**WORK INSTRUCTIONS:**
Print the stretch of the records below from the line containing "locate black sunglasses" through the line containing "115,207,154,240", both included, reproducing each line without any change.

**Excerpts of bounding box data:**
--- BEGIN ---

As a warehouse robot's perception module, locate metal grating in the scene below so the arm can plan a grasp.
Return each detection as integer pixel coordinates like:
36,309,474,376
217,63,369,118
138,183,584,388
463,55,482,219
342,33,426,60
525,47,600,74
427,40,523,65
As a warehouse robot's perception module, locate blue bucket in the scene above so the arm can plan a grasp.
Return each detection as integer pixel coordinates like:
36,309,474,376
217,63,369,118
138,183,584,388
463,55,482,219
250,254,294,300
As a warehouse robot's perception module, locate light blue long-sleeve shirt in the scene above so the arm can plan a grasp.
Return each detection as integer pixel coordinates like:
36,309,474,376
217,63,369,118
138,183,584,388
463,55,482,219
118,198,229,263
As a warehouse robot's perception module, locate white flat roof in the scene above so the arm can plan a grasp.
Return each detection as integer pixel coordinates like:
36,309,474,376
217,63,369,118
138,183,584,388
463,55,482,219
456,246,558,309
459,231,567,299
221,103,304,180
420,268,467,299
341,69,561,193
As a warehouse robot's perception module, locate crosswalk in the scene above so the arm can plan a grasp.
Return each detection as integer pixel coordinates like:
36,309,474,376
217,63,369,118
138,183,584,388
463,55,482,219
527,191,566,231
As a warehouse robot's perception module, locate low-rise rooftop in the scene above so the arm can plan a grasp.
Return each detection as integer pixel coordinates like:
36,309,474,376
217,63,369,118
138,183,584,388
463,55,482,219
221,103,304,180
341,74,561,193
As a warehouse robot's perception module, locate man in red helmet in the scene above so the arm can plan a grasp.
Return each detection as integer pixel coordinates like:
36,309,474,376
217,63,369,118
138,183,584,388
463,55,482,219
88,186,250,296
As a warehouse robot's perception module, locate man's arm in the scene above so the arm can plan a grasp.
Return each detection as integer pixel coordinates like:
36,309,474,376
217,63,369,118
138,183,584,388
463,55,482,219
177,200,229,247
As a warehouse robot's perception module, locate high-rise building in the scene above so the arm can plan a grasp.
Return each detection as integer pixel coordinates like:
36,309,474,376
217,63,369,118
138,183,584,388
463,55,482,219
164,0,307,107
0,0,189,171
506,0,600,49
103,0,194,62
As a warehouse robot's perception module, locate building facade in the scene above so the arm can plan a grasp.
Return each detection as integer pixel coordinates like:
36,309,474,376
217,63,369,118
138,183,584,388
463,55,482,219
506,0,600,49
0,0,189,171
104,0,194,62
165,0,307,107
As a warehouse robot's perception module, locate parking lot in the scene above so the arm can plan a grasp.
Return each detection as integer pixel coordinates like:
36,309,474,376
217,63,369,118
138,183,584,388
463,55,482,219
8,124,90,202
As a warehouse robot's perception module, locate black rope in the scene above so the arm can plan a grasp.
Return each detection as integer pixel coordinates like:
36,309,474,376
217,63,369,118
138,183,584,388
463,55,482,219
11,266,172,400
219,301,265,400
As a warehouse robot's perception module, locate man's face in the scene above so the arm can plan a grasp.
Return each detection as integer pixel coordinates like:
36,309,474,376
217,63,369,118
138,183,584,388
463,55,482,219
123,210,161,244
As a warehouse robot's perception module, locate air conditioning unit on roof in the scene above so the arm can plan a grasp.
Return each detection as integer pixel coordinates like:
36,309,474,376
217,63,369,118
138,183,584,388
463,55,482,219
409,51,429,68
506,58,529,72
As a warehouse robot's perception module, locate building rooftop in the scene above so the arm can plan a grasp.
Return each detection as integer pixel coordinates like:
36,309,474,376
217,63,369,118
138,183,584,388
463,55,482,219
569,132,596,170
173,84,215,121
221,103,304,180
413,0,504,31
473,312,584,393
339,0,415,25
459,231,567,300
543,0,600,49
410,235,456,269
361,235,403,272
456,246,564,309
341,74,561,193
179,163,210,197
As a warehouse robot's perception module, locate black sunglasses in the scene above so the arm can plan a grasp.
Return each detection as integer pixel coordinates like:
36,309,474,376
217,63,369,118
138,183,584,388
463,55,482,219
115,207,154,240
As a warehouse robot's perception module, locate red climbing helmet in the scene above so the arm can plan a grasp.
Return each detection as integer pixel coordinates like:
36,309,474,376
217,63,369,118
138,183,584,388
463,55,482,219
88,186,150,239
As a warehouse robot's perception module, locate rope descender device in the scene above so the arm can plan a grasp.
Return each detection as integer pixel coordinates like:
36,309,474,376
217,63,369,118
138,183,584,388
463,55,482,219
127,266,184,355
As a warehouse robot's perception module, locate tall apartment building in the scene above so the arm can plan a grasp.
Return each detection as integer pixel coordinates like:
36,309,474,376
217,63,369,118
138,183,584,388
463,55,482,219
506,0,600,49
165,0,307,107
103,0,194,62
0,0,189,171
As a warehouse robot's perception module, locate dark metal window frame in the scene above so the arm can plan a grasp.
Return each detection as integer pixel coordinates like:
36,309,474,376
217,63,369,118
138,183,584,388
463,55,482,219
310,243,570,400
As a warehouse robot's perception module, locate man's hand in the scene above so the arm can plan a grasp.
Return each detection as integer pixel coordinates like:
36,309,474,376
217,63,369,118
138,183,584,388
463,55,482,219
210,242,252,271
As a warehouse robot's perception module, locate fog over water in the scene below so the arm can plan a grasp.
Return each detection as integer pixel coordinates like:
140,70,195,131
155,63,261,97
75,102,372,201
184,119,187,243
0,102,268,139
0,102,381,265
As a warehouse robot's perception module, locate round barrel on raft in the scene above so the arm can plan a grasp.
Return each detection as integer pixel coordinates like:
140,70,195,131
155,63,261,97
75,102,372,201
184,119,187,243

--- END ---

**IN RESPONSE:**
As a warehouse robot's perception module, locate black sunglasses in the scene above so the arm can plan a grasp.
Return each detection as integer pixel coordinates like:
36,309,474,376
217,63,369,118
138,183,584,388
463,55,482,219
115,207,154,240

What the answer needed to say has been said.